Reproduce every line of the data below verbatim, omitting any pictures.

# # #

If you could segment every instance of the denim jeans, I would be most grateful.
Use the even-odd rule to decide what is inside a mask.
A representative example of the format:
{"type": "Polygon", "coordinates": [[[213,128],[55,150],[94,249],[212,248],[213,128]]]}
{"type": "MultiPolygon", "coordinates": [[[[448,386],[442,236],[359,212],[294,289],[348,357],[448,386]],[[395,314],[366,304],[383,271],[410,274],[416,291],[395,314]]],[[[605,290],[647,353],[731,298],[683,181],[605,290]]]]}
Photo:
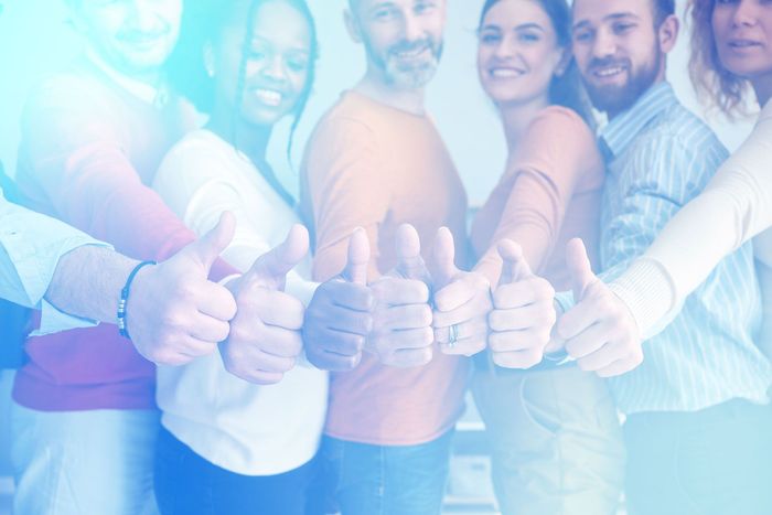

# # #

◆ **COMPLETED TASK**
If you could segment every instance of the denim jeans, I would be most grateful.
Use the even-odd rule to decide what is inside a mask.
A representative example of the format:
{"type": "Polygon", "coordinates": [[[213,128],[55,150],[94,249],[212,248],[213,128]]]}
{"type": "MultiPolygon", "coordinates": [[[[448,386],[442,236],[359,212],[294,289],[348,357],[448,386]],[[395,314],[366,304],[383,271],[410,274],[416,291],[395,314]]],[[[605,290],[647,353],[731,298],[683,181],[605,290]]]]}
Photo:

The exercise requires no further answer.